- _OBJECTIVE_: Convert the material below into a JSON array of strings, one string per line, with blank lines omitted.

- _MATERIAL FOR THE TASK_:

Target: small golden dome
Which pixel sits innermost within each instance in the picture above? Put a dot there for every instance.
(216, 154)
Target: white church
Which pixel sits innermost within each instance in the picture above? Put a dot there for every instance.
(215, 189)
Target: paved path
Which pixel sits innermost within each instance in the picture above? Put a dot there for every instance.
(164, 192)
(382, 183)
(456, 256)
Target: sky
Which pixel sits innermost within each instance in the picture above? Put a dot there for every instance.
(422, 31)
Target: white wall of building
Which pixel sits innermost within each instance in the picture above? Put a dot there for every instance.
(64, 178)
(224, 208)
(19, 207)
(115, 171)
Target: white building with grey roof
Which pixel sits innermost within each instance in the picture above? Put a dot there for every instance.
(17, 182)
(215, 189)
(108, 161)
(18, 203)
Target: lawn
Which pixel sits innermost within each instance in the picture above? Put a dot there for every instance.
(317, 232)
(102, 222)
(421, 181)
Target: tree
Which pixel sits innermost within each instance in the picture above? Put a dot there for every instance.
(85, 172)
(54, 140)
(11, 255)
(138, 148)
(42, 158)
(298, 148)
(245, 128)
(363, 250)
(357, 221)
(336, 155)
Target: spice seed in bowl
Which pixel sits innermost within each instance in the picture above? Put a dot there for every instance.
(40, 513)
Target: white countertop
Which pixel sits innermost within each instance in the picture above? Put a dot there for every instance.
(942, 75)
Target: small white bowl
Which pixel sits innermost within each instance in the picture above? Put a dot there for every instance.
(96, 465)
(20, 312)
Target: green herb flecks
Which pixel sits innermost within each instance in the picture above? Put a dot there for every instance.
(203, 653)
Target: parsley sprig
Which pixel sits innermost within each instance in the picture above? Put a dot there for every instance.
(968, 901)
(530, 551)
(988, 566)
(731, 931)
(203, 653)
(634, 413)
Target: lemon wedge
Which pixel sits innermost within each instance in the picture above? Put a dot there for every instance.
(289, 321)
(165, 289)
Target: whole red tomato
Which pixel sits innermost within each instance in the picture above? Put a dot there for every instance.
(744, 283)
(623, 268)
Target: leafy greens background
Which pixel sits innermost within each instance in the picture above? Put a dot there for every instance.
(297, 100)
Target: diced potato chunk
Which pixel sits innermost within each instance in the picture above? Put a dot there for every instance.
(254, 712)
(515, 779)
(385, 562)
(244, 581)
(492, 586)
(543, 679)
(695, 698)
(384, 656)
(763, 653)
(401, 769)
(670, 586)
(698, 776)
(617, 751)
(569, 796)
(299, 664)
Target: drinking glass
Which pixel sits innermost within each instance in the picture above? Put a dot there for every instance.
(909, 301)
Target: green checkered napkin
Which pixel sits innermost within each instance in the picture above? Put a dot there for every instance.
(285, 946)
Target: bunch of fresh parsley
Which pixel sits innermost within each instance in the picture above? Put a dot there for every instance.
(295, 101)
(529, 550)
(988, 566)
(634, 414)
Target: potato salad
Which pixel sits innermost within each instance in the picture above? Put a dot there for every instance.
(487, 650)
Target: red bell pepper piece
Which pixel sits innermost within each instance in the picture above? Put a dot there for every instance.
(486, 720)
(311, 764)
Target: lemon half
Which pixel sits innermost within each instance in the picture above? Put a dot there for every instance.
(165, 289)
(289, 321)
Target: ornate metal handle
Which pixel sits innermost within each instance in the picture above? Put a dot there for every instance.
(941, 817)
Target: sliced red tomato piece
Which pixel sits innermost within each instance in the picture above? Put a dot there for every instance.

- _RESPONSE BELOW_:
[
  "Target: small golden dome",
  "Which pixel sits innermost within each instance in the picture above? Put a dot there for every instance.",
  "(216, 154)",
  "Target: white church",
  "Which pixel sits innermost within each instance in the picture above? Put a dot there for every instance.",
  "(215, 189)",
  "Target: paved path",
  "Which pixel sits innermost within each instance in the picture above? Put a dot there for every instance.",
  "(164, 192)",
  "(382, 183)",
  "(456, 256)",
  "Target: sky",
  "Which pixel sits innermost within each instance in the picture above? Put a dot there for every instance.",
  "(422, 31)",
  "Target: white wall of building",
  "Which pixel sits innermost within each instance in the picture above? Put a dot there for every instance.",
  "(64, 178)",
  "(224, 208)",
  "(19, 207)",
  "(115, 171)",
  "Target: white building with grey roof",
  "Which pixel sits innermost within each instance in the picture above? Put a dot there for every instance.",
  "(17, 182)",
  "(215, 189)",
  "(108, 161)",
  "(18, 203)",
  "Target: lawn",
  "Which pixel sits innermost within each instance in the picture above? Put a dot there for every instance.",
  "(317, 232)",
  "(102, 222)",
  "(421, 181)",
  "Target: tree",
  "Which pixel sits innermost within each instance in the picture above? Put a dot there for every instance.",
  "(85, 172)",
  "(54, 140)",
  "(11, 255)",
  "(138, 148)",
  "(42, 158)",
  "(298, 148)",
  "(245, 128)",
  "(363, 250)",
  "(357, 221)",
  "(336, 155)",
  "Target: spice seed in bowl",
  "Which pixel sits innermost within each instance in the picture above? Put a dot there for every instance.",
  "(40, 513)",
  "Target: white countertop",
  "Which pixel sits innermost within each instance in the picture above? Put a dot there for every instance.",
  "(942, 75)",
  "Target: small white bowl",
  "Which pixel sits innermost within each instance in the picture above? Put a dot there for every instance.",
  "(96, 465)",
  "(20, 312)",
  "Target: green herb flecks",
  "Which pixel sits innermost within each instance in the picture above? Put a dot there for every instance.",
  "(203, 653)",
  "Target: parsley sprig",
  "Which pixel sits innermost within each instance in the picture above? Put a dot there for every instance.",
  "(968, 901)",
  "(530, 551)",
  "(988, 566)",
  "(731, 931)",
  "(203, 653)",
  "(634, 413)",
  "Target: lemon wedge",
  "Which pixel sits innermost within each instance in the picture above? Put a dot there for every instance.",
  "(289, 321)",
  "(165, 289)",
  "Target: whole red tomato",
  "Which pixel sits innermost within each instance in the picture above? Put a dot there for every instance.",
  "(744, 283)",
  "(623, 268)",
  "Target: leafy greens background",
  "Which pixel sits innermost within each instance in the picture above? Put a dot there for every instance.",
  "(297, 100)",
  "Target: diced potato chunk",
  "Which pixel sits innermost within each instance in the picture above? Put a dot there for every instance.",
  "(254, 712)",
  "(515, 779)",
  "(385, 562)",
  "(244, 581)",
  "(492, 586)",
  "(543, 679)",
  "(695, 698)",
  "(384, 656)",
  "(763, 653)",
  "(401, 769)",
  "(670, 586)",
  "(698, 776)",
  "(617, 751)",
  "(569, 796)",
  "(299, 664)",
  "Target: drinking glass",
  "Which pixel sits innermost within each instance in the picture above? Put a dot there for every instance.",
  "(909, 301)",
  "Target: green checkered napkin",
  "Which pixel sits innermost within each instance in the picture above? Put a dot there for every instance.",
  "(285, 946)",
  "Target: bunch of fresh parsley",
  "Which pixel sits innermost within each instance in the picture above? Put a dot there for every instance.",
  "(295, 101)",
  "(529, 550)",
  "(988, 566)",
  "(634, 414)",
  "Target: potato salad",
  "Which pixel sits innermost within each instance in the picture above? Put a dot there for every instance.",
  "(487, 650)",
  "Target: red bell pepper piece",
  "Which pixel sits innermost within each instance in the picture above? Put a dot there for every instance.",
  "(486, 720)",
  "(311, 764)",
  "Target: lemon half",
  "Which pixel sits innermost within each instance in the picture above? Put a dot there for every instance.",
  "(165, 289)",
  "(289, 321)",
  "Target: ornate metal handle",
  "Which pixel sits innermost within each instance in the picture above? Put a dot there for every instance.",
  "(941, 817)",
  "Target: sliced red tomato piece",
  "Which pixel sits innermost within each instance in the picture above? Put a dot there for every instance."
]